# Görev
Ermenistan-Azerbaycan anlaşmazlığı metninden "Hasan H. Yıldırım" ifadesinden "savaş nedeni olageldi." ifadesine kadar olan kısmı hiç değiştirmeden yazın.

Gündem

ERMENİSTAN-AZERBAYCAN ANLAŞMAZLIĞI -1

Hasan H. Yıldırım & Hussein Erkan

 

ERMENİSTAN-AZERBAYCAN ANLAŞMAZLIĞI -1
Bolşevik devrimi sonrası Şubat 2017’de gerçekleştirilen referandum ile Dağlık Karabağ Cumhuriyeti Artsah Cumhuriyeti olarak değiştirildi. Fakat bu fazla sürmedi. 5 Temmuz 1921’de SSCB tarafından Ermenilerden alınarak Azerbaycan’a bağlı otonum bölge haline getirildi. Ermenilerin burayla fiziki ilişkisini kesmek için Laçin koridorununu Azerbaycan’a bıraktı. Oysa Dağlık Karabağ’da her zaman Ermeniler çoğunluğu teşkil etmiştir. Yanı sıra Karabağ, kendi parlamentosu ve yönetimiyle Azerbaycan içinde özerk bir “bölge” idi. Bu yapısını 1991 yılına kadar sürdürdü. Fakat Ermeniler Karabağ’a saldırarak işgal etti. O gün bugün bu sorun iki devlet arasında savaş nedeni olageldi.

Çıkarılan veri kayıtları

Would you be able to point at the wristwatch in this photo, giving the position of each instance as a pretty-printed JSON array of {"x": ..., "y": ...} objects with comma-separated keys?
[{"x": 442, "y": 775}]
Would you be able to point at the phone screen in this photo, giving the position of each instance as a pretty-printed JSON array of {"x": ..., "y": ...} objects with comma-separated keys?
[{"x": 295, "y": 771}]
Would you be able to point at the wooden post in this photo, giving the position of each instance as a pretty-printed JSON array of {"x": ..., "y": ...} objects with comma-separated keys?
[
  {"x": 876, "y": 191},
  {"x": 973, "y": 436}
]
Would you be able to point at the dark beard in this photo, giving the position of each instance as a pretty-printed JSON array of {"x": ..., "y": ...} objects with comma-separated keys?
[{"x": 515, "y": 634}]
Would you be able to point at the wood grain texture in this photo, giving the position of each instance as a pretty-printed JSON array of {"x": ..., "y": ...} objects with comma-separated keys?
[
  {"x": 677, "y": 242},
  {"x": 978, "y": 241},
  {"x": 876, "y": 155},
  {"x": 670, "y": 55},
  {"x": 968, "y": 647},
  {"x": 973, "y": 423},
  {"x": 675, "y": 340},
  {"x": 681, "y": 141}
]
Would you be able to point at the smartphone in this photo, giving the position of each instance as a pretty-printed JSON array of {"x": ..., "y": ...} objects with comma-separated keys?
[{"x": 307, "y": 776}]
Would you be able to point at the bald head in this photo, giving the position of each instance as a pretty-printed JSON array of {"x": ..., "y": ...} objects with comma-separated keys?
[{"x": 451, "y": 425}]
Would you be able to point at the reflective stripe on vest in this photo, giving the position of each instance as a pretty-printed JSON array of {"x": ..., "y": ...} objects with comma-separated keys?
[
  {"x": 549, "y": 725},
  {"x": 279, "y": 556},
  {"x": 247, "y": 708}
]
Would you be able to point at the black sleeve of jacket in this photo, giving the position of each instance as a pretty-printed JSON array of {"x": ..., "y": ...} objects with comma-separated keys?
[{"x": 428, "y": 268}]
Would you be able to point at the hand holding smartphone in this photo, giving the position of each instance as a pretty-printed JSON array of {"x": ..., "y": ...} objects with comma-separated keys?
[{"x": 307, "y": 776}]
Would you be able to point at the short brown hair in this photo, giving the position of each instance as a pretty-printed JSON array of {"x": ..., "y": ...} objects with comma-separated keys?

# Görevin Çözümü
Hasan H. Yıldırım & Hussein Erkan

 

ERMENİSTAN-AZERBAYCAN ANLAŞMAZLIĞI -1
Bolşevik devrimi sonrası Şubat 2017’de gerçekleştirilen referandum ile Dağlık Karabağ Cumhuriyeti Artsah Cumhuriyeti olarak değiştirildi. Fakat bu fazla sürmedi. 5 Temmuz 1921’de SSCB tarafından Ermenilerden alınarak Azerbaycan’a bağlı otonum bölge haline getirildi. Ermenilerin burayla fiziki ilişkisini kesmek için Laçin koridorununu Azerbaycan’a bıraktı. Oysa Dağlık Karabağ’da her zaman Ermeniler çoğunluğu teşkil etmiştir. Yanı sıra Karabağ, kendi parlamentosu ve yönetimiyle Azerbaycan içinde özerk bir “bölge” idi. Bu yapısını 1991 yılına kadar sürdürdü. Fakat Ermeniler Karabağ’a saldırarak işgal etti. O gün bugün bu sorun iki devlet arasında savaş nedeni olageldi.